- AIM OF THE TASK
Write out each line that follows exactly as it stands, without the pictures.

┄┄┄┄┄┄

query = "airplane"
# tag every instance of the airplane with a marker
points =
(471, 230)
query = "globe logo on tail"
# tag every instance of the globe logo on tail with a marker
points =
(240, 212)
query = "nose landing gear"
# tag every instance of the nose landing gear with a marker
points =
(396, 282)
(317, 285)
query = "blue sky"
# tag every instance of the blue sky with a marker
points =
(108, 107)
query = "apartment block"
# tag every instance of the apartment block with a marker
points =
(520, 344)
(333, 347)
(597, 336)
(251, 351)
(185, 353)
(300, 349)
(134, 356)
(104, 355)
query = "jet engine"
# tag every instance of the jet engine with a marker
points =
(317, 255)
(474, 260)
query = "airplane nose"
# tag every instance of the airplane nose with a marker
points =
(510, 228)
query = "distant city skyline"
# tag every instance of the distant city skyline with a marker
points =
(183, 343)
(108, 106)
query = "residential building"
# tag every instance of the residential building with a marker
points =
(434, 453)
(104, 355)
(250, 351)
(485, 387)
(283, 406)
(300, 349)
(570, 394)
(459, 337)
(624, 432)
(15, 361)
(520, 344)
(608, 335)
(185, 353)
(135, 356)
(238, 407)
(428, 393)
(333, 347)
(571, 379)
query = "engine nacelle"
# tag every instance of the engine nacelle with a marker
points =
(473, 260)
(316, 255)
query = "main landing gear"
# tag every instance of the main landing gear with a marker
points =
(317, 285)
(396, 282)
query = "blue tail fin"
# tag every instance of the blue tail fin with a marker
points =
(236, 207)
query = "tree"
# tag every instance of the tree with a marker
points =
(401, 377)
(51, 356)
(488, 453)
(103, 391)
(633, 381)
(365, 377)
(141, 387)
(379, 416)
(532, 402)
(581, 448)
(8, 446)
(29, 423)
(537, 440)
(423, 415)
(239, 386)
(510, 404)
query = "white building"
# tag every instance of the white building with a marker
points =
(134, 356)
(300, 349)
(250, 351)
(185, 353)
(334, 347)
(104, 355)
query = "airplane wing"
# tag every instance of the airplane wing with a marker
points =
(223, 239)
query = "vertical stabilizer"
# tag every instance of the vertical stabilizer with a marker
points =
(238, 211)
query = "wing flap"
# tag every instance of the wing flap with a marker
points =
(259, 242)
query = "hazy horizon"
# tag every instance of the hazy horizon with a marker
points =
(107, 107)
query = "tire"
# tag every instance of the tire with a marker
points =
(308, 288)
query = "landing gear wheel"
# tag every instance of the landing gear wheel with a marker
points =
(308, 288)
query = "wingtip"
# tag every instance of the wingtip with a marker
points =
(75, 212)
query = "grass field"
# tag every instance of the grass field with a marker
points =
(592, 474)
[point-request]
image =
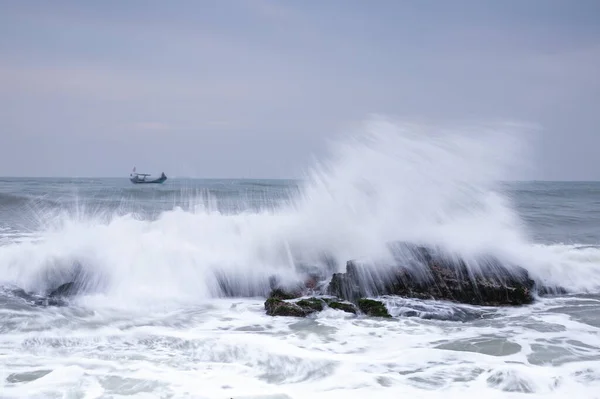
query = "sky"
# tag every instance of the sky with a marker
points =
(256, 88)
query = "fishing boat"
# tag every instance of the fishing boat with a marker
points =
(141, 178)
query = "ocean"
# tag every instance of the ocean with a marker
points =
(154, 322)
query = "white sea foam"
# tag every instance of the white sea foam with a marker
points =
(392, 182)
(151, 325)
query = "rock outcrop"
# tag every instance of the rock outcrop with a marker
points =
(421, 273)
(279, 304)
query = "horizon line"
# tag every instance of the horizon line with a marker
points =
(268, 178)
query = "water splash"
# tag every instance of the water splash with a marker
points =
(389, 183)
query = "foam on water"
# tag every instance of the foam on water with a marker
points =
(151, 324)
(391, 182)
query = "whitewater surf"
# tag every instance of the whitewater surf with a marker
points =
(174, 279)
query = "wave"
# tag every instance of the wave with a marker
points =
(389, 183)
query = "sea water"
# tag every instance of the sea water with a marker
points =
(155, 322)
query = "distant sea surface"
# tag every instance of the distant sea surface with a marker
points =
(154, 321)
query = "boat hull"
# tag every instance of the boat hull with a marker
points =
(136, 180)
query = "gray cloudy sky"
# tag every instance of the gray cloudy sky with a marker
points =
(253, 88)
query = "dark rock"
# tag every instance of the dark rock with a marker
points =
(550, 290)
(278, 307)
(280, 293)
(344, 306)
(423, 273)
(311, 303)
(64, 290)
(373, 308)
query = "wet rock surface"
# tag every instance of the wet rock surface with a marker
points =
(419, 272)
(373, 308)
(275, 305)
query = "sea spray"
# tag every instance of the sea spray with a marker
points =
(390, 183)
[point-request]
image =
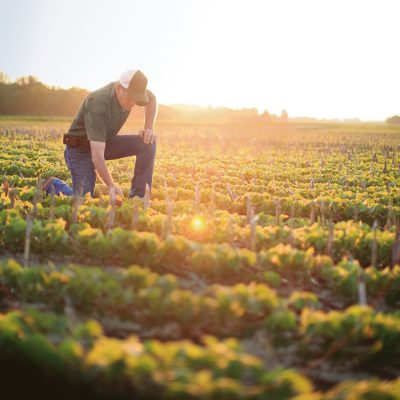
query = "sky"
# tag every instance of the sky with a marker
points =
(317, 58)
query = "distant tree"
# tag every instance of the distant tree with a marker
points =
(4, 78)
(395, 120)
(284, 116)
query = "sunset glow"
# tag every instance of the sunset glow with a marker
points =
(326, 59)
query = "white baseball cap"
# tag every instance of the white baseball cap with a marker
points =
(136, 82)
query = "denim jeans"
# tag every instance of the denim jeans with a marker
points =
(79, 162)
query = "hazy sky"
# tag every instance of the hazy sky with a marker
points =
(319, 58)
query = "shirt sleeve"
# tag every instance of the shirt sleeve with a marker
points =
(95, 119)
(150, 95)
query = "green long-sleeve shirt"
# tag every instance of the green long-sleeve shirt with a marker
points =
(100, 116)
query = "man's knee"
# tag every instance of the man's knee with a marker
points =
(149, 148)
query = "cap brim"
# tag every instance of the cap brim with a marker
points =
(140, 98)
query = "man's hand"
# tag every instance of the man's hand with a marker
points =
(148, 135)
(116, 195)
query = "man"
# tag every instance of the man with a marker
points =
(92, 138)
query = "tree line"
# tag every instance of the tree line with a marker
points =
(29, 97)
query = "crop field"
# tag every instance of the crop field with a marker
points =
(264, 265)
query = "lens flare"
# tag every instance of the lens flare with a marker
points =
(198, 223)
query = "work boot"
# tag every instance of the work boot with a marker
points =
(59, 186)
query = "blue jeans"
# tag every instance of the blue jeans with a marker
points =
(79, 162)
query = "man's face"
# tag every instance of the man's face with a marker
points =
(124, 100)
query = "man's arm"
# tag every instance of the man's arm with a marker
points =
(97, 150)
(150, 114)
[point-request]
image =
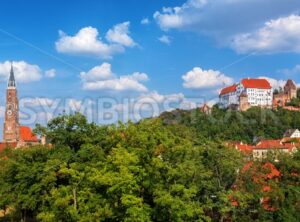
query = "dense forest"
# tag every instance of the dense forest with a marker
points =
(176, 167)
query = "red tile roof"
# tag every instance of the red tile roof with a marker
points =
(274, 144)
(228, 89)
(5, 145)
(245, 148)
(256, 83)
(27, 135)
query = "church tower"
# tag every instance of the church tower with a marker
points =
(11, 132)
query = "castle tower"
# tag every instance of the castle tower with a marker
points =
(11, 128)
(290, 90)
(244, 103)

┄┄┄┄┄┄

- TASK SOLUTION
query = "airplane"
# tag every instance of the airplane with a marker
points =
(471, 230)
query = "globe logo on tail"
# tag every instance of the globe logo on tail with a marker
points =
(240, 212)
query = "nose landing gear"
# tag every instance of the nose landing gear with a marker
points =
(396, 282)
(317, 285)
query = "blue sky"
# tag every instance of the blue sky with a marker
points =
(108, 107)
query = "apartment block"
# tag every instance of the apartment block with a marker
points =
(520, 344)
(333, 347)
(597, 336)
(251, 351)
(185, 353)
(300, 349)
(134, 356)
(104, 355)
query = "jet engine"
# tag every instance of the jet engine with a marker
points =
(317, 255)
(474, 260)
query = "airplane nose"
# tag every instance of the airplane nose with a marker
points =
(510, 228)
query = "distant city skyline"
# tag every instance of the distant city skyline with a marker
points =
(183, 343)
(108, 106)
query = "residential building"
# tag every instance of the residential building with a marker
points =
(434, 453)
(104, 355)
(250, 351)
(485, 387)
(283, 406)
(300, 349)
(570, 394)
(459, 337)
(624, 432)
(15, 361)
(520, 344)
(608, 335)
(185, 353)
(135, 356)
(238, 407)
(428, 393)
(333, 347)
(571, 379)
query = "engine nacelle"
# tag every instance of the engine nacelle with a marker
points =
(473, 260)
(316, 255)
query = "main landing gear"
# tag every instance of the main landing gear with a marker
points =
(317, 285)
(396, 282)
query = "blue tail fin"
# tag every instance of the blue tail fin with a marker
points =
(236, 207)
query = "tree"
# tag every instance of the tree with a marker
points =
(401, 377)
(51, 356)
(488, 453)
(103, 391)
(633, 381)
(365, 377)
(141, 387)
(379, 416)
(532, 402)
(581, 448)
(8, 446)
(29, 423)
(537, 440)
(423, 415)
(239, 386)
(510, 404)
query = "white building"
# tag every instance of the white building with a marker
points =
(134, 356)
(300, 349)
(250, 351)
(185, 353)
(334, 347)
(104, 355)
query = "airplane wing"
# tag every instance of the airplane wing with a marker
points =
(223, 239)
query = "vertical stabilizer"
# tag every instance of the vertical stabilizer with a marker
points =
(238, 211)
query = "wing flap"
# tag every instance of the wing flap with a marker
points =
(259, 242)
query = "hazy horizon"
# tag every instance of the hazy horizon with a marker
points =
(107, 107)
query = "tire"
# tag every instance of the tire with a marker
points =
(308, 288)
query = "landing gear wheel"
# tag every instance of the landing gear wheel with a marker
points =
(308, 288)
query = "wingtip"
# tag every instance of the wingtip with a marker
points =
(75, 212)
query = "grass field"
# tag every instance of the grass field with a marker
points =
(592, 474)
[point-request]
image =
query = "sky"
# tag every instance of the sky with a marker
points =
(256, 88)
query = "fishing boat"
# tag every instance of the fishing boat with a marker
points =
(141, 178)
query = "ocean"
# tag every instance of the ocean with a marker
points =
(154, 322)
query = "white sea foam"
# tag every instance of the white sea foam with a marker
points =
(392, 182)
(151, 325)
query = "rock outcrop"
# tag every instance of the rock outcrop with a marker
points =
(421, 273)
(279, 304)
query = "horizon line"
# tag every instance of the horizon line with a marker
points =
(268, 178)
query = "water splash"
# tag every instance of the water splash with a marker
points =
(389, 183)
query = "foam on water"
# tag every instance of the foam on water with a marker
points =
(151, 324)
(391, 182)
query = "whitewater surf"
# tag every instance of the whitewater surf with a marker
points =
(174, 279)
query = "wave"
# tag every instance of the wave with a marker
points =
(389, 183)
query = "sea water"
# tag every instance of the sea water with a marker
points =
(155, 322)
query = "distant sea surface"
# tag every instance of the distant sea surface with a marker
points =
(154, 321)
query = "boat hull"
# tag every instance of the boat hull with a marker
points =
(136, 180)
query = "gray cloudy sky"
# tag every instance of the gray cloudy sky with a marker
points =
(253, 88)
query = "dark rock"
# tag every instance of the dark rock with a marker
points =
(550, 290)
(278, 307)
(280, 293)
(344, 306)
(423, 273)
(311, 303)
(64, 290)
(373, 308)
query = "wet rock surface"
# tag every instance of the wet rock surface with a marker
points =
(419, 272)
(373, 308)
(275, 305)
query = "sea spray"
# tag every instance of the sea spray with a marker
points =
(390, 183)
[point-request]
image =
query = "sky"
# tag every instance of the sky with a marker
points =
(317, 58)
query = "distant tree"
# tag every instance of the distant tree with a marker
points =
(4, 78)
(395, 120)
(284, 116)
query = "sunset glow"
# tag every instance of the sunset glow with a marker
points =
(326, 59)
query = "white baseball cap"
# tag every instance of the white baseball cap with a marker
points =
(136, 82)
query = "denim jeans"
# tag every instance of the denim jeans with a marker
points =
(79, 162)
query = "hazy sky"
# tag every instance of the hazy sky with a marker
points =
(319, 58)
query = "shirt sleeve"
# tag every instance of the shirt sleeve with a marker
points =
(95, 119)
(150, 95)
query = "green long-sleeve shirt"
# tag every instance of the green long-sleeve shirt with a marker
points =
(100, 116)
query = "man's knee"
# tag every instance of the man's knee with a marker
points =
(149, 148)
query = "cap brim"
# tag every instance of the cap brim with a marker
points =
(140, 98)
query = "man's hand"
# tag every instance of the man's hand with a marker
points =
(148, 135)
(116, 195)
query = "man"
# tag every instance of the man with a marker
points =
(92, 138)
query = "tree line"
# tag every instance of the tree line with a marker
points =
(29, 97)
query = "crop field"
# tag every instance of the crop field with a marker
points =
(264, 265)
query = "lens flare"
# tag every instance of the lens flare with a marker
points =
(198, 223)
query = "work boot"
# tag every instance of the work boot with a marker
points =
(59, 186)
query = "blue jeans"
# tag every instance of the blue jeans with a marker
points =
(79, 162)
query = "man's face"
# tag every instance of the man's face with a marker
points =
(124, 100)
query = "man's arm"
# tag every instance of the man's arm with a marker
points =
(97, 150)
(150, 114)
[point-request]
image =
query = "dense forest"
# tag every instance of the dense forest with a marker
points =
(176, 167)
query = "red tile roof"
# tag every instance of the red tile roof with a marker
points =
(274, 144)
(228, 89)
(5, 145)
(245, 148)
(256, 83)
(27, 135)
query = "church tower"
# tag every instance of the church tower with a marker
points =
(11, 132)
query = "castle tower"
# tag every instance of the castle tower with a marker
points =
(11, 128)
(290, 90)
(244, 103)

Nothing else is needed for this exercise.